__Exercise__: Pull out each line in the records below that contains the string "ground". Matching is case-sensitive.

__Supplied entries__:
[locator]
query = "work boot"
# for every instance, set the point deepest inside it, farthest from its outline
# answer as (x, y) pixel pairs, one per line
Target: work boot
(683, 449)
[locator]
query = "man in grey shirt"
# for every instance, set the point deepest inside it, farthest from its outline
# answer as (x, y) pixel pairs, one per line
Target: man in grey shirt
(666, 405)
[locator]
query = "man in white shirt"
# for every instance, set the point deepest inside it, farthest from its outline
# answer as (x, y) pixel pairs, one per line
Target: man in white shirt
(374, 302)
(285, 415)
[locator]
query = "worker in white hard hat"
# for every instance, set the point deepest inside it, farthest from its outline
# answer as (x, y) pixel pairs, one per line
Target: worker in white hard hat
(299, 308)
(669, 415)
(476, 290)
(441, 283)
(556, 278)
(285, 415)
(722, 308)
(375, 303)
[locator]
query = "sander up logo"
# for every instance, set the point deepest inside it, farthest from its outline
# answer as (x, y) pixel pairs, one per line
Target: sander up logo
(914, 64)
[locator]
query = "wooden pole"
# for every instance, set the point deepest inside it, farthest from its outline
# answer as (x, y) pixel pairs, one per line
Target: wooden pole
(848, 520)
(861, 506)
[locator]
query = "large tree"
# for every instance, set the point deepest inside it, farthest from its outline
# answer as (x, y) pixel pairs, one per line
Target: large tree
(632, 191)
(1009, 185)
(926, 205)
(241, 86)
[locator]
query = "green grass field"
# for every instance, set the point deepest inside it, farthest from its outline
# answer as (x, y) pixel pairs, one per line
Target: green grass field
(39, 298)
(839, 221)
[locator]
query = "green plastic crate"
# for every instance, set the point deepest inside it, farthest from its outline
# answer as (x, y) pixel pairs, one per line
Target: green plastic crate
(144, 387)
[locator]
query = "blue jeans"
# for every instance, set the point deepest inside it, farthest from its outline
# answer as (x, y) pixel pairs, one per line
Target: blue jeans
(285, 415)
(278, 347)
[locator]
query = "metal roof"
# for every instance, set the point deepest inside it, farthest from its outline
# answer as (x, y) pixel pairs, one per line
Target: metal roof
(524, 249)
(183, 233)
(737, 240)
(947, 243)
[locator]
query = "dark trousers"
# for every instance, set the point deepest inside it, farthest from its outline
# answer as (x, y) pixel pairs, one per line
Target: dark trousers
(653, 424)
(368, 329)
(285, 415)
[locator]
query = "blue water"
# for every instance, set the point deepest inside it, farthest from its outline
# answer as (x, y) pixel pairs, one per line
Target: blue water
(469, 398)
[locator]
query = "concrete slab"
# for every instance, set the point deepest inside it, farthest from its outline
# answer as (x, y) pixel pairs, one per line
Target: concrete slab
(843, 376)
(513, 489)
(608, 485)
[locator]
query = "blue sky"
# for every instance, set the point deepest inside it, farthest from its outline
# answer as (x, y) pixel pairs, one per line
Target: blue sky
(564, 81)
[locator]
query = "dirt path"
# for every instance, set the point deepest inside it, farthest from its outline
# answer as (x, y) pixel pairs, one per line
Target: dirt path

---

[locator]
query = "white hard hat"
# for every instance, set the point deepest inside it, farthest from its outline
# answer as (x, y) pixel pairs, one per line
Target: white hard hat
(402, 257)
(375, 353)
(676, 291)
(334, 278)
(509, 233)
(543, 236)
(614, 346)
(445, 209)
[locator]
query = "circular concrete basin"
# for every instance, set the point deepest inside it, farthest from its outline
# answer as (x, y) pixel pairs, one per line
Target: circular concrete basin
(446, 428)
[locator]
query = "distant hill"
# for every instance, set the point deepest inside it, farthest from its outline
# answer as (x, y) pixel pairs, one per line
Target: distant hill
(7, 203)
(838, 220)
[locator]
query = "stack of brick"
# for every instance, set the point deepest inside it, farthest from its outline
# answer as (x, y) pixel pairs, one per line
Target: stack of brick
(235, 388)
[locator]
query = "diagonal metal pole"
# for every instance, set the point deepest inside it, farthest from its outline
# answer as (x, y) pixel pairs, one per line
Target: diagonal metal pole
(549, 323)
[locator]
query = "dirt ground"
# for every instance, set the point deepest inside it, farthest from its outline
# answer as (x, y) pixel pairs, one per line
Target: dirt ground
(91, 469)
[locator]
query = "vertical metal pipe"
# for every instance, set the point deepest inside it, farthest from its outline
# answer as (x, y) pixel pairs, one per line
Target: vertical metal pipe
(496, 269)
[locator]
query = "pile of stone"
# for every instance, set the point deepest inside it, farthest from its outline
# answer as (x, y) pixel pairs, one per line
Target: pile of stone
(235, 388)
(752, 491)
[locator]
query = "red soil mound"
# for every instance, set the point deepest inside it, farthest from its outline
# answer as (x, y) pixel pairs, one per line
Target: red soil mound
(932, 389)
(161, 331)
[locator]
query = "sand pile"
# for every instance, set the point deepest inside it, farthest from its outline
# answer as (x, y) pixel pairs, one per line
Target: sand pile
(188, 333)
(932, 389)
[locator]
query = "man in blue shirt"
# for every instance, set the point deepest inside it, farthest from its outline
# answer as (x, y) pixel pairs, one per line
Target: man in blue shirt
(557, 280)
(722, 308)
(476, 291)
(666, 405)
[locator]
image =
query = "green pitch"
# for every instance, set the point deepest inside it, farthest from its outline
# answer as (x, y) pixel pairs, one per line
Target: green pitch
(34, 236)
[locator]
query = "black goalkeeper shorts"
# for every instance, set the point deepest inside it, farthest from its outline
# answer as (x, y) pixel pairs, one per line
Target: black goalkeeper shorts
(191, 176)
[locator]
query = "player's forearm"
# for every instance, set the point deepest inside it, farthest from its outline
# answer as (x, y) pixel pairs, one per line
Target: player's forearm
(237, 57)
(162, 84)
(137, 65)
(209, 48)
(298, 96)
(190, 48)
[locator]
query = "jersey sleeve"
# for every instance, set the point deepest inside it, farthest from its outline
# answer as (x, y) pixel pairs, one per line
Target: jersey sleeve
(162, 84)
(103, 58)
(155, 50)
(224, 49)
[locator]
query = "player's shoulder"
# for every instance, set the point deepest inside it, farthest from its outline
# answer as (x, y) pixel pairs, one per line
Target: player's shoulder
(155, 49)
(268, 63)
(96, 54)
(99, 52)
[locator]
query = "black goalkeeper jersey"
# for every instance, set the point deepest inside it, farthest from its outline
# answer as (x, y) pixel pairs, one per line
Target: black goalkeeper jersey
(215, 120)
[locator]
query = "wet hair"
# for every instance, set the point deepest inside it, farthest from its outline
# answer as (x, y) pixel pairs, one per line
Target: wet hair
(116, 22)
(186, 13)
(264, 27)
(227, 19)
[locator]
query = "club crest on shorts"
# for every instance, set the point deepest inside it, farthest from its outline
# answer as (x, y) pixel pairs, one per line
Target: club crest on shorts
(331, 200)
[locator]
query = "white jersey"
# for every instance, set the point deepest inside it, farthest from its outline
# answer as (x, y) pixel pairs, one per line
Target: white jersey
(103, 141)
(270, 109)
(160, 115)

__The response__:
query = "dirt ground"
Target: dirt ground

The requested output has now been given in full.